_DATA LISTING_
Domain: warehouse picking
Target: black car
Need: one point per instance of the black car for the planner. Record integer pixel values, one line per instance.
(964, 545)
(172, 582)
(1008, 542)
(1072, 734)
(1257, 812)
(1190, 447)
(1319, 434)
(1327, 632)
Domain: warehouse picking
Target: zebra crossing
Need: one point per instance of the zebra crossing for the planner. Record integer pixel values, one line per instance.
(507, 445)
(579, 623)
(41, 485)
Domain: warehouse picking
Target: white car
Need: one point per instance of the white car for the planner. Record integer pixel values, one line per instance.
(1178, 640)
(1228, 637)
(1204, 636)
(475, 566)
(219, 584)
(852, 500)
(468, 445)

...

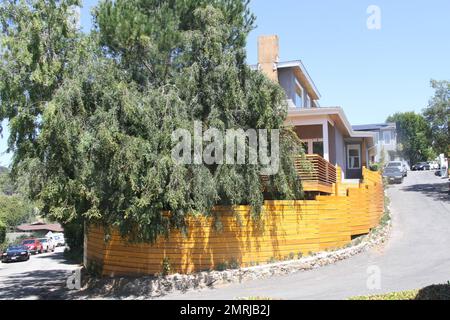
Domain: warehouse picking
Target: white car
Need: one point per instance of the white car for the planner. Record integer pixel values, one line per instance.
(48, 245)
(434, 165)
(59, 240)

--

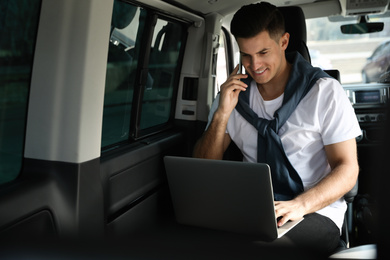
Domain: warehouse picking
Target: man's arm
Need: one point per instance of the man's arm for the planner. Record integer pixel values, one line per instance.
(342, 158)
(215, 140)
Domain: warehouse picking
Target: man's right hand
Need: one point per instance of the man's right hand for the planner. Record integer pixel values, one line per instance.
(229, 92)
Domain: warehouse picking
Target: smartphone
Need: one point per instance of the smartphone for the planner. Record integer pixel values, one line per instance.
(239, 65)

_EXERCISE_
Find every line in the listing above that contains the word "hand" and copy each of those lines.

_RESPONSE TO THIS TASK_
Target: man's right hand
Need: one point per instance of the man's right hand for the planner. Record integer pixel values, one line per instance.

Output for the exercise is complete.